Given exercise: Retype each of the entries below word for word, leaving out the pictures.

Photo object pointing entries:
┏━━
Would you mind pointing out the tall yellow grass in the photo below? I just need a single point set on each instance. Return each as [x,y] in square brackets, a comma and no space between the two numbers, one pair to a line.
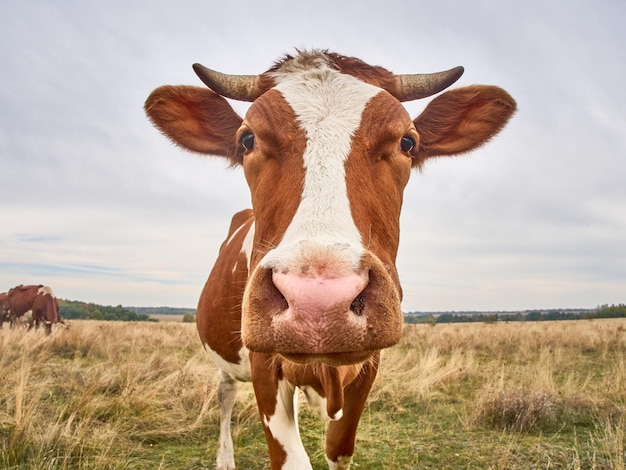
[98,394]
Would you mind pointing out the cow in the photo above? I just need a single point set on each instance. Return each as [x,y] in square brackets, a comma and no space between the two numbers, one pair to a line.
[4,308]
[304,293]
[39,300]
┗━━
Response to this exercise:
Would you mind pointing out the tall yellow grass in the photo below? I just need a single point set on each instance. Return each as [x,y] in square brackets, a comma and no space between the two numbers, one pair to a line.
[98,394]
Would you mind pointing out the cow in the photo above? I just need a single point set on each instance. Return each as [x,y] in square brackets, a comma and no space between the two numbers, one pair to a line.
[4,308]
[304,293]
[39,300]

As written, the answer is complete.